Region labeling listing:
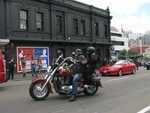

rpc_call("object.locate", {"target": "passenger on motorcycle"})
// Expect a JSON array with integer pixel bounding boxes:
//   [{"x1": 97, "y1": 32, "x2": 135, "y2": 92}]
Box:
[{"x1": 69, "y1": 49, "x2": 87, "y2": 102}]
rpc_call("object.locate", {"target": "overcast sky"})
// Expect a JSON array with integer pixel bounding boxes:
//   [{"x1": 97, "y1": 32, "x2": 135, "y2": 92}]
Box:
[{"x1": 77, "y1": 0, "x2": 150, "y2": 33}]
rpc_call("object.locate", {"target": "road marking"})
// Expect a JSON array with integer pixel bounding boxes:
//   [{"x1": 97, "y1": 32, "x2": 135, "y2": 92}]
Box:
[
  {"x1": 137, "y1": 106, "x2": 150, "y2": 113},
  {"x1": 108, "y1": 77, "x2": 130, "y2": 82}
]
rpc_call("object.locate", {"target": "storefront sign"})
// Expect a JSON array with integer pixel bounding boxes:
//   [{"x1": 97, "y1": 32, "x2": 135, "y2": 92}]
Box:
[{"x1": 17, "y1": 47, "x2": 49, "y2": 72}]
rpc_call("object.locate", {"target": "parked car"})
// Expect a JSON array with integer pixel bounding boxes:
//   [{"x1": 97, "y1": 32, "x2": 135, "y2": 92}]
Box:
[
  {"x1": 99, "y1": 60, "x2": 136, "y2": 76},
  {"x1": 0, "y1": 50, "x2": 7, "y2": 84},
  {"x1": 145, "y1": 60, "x2": 150, "y2": 70}
]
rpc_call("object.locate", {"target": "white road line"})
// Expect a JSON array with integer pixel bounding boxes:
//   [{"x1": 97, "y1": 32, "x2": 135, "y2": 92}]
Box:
[
  {"x1": 137, "y1": 106, "x2": 150, "y2": 113},
  {"x1": 108, "y1": 77, "x2": 130, "y2": 82}
]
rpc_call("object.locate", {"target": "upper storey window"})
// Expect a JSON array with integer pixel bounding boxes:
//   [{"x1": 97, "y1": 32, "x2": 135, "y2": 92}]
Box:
[
  {"x1": 36, "y1": 13, "x2": 43, "y2": 31},
  {"x1": 20, "y1": 10, "x2": 28, "y2": 30}
]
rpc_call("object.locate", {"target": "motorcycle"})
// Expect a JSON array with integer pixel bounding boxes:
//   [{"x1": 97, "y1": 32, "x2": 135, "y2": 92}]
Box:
[{"x1": 29, "y1": 55, "x2": 102, "y2": 101}]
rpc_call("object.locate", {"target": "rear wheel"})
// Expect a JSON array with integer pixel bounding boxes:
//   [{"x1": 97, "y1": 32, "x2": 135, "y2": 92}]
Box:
[
  {"x1": 118, "y1": 69, "x2": 122, "y2": 76},
  {"x1": 83, "y1": 85, "x2": 99, "y2": 96},
  {"x1": 29, "y1": 82, "x2": 49, "y2": 100}
]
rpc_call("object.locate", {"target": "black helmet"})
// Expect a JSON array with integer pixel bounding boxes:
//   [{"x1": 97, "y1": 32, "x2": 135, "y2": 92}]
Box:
[
  {"x1": 87, "y1": 46, "x2": 95, "y2": 55},
  {"x1": 74, "y1": 49, "x2": 82, "y2": 57}
]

§ What is expected: Select every line of the listing above that contains the string "target", treating uppercase and lowercase as distinct.

§ Task output:
rpc_call("object.locate", {"target": "passenger on motorcycle"})
rpc_call("object.locate", {"target": "overcast sky"})
rpc_call("object.locate", {"target": "road marking"})
rpc_call("object.locate", {"target": "storefront sign"})
rpc_call("object.locate", {"target": "parked car"})
rpc_call("object.locate", {"target": "white road line"})
rpc_call("object.locate", {"target": "upper storey window"})
rpc_call("object.locate", {"target": "motorcycle"})
rpc_call("object.locate", {"target": "rear wheel"})
rpc_call("object.locate", {"target": "black helmet"})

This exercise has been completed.